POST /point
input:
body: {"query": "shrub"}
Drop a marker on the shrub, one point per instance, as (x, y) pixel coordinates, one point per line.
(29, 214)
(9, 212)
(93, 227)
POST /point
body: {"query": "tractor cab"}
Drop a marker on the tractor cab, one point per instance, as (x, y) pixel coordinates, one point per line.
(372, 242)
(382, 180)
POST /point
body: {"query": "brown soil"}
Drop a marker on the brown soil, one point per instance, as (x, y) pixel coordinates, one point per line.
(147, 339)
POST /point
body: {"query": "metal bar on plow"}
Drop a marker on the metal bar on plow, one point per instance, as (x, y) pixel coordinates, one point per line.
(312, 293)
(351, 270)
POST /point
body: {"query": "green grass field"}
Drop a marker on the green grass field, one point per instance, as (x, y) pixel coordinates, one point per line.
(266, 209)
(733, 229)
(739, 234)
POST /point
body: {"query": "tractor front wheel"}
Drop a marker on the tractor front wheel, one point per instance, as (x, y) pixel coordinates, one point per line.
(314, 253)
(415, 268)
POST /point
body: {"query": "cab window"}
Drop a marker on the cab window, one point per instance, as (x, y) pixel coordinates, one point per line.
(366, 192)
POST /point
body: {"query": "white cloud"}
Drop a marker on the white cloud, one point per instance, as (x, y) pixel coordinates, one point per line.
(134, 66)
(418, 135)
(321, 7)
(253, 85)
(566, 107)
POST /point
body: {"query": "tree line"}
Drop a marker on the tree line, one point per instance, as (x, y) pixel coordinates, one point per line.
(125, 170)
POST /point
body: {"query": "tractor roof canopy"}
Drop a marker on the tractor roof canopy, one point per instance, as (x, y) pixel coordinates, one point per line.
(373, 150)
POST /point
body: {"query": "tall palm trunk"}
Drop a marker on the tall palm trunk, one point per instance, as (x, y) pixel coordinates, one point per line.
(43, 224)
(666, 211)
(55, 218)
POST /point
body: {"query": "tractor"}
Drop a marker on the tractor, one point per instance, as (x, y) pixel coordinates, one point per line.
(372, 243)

□ □ □ □ □

Print the material once more, exactly.

**RESPONSE TO THE TASK:**
POST /point
input:
body: {"query": "shrub"}
Drop a marker on the shrub, one point per instance, as (x, y) pixel coordinates, one point per line.
(29, 214)
(9, 212)
(93, 227)
POST /point
body: {"query": "tractor cab"}
Drop a marker on the tractor cab, one point per instance, as (x, y) pixel coordinates, one point per line.
(372, 242)
(382, 180)
POST /point
body: {"query": "brown soil"}
Drop a marker on the brown soil, one point per instance, as (x, y) pixel coordinates, one point per line.
(147, 339)
POST /point
body: {"query": "metal bar on plow"}
Drop a marker on the metal bar on plow, one point per instance, as (x, y) pixel coordinates, one point per line.
(312, 293)
(351, 270)
POST /point
body: {"query": "green grass field"}
Drop a marker on the green grass field, one point per instance, as (x, y) pixel coordinates, one point per line.
(266, 209)
(733, 229)
(739, 234)
POST /point
body: {"query": "tractor front wheel"}
Drop a marker on the tractor front wheel, one point per instance, as (x, y) pixel coordinates, one point per line.
(314, 253)
(415, 268)
POST /point
body: {"query": "cab window"}
Drop a marker on the cab window, one point per instance, as (x, y) pixel coordinates, one point per line.
(366, 192)
POST /point
body: {"query": "white cloud"}
Drop a marker on the white cloud, one point per instance, as (x, y) pixel coordinates, one point per line.
(134, 66)
(418, 135)
(321, 7)
(253, 85)
(566, 107)
POST /point
body: {"query": "tree line"}
Drop a marker on the tree line, one point per instance, as (x, y) pixel coordinates, one point per line.
(125, 170)
POST /point
body: {"query": "tractor roof canopy"}
Drop a marker on the tractor roof canopy, one point per instance, as (x, y) pixel coordinates, one point per line.
(373, 150)
POST /point
body: {"query": "tall palm trunk"}
Drop a marker on the tall palm trunk, one point per instance, as (x, y) pixel coordinates, one point per line.
(43, 224)
(666, 211)
(55, 218)
POST /point
body: {"query": "tractor"}
Drop a marker on the tractor, one point per instance, as (x, y) pixel coordinates, one point per line.
(372, 243)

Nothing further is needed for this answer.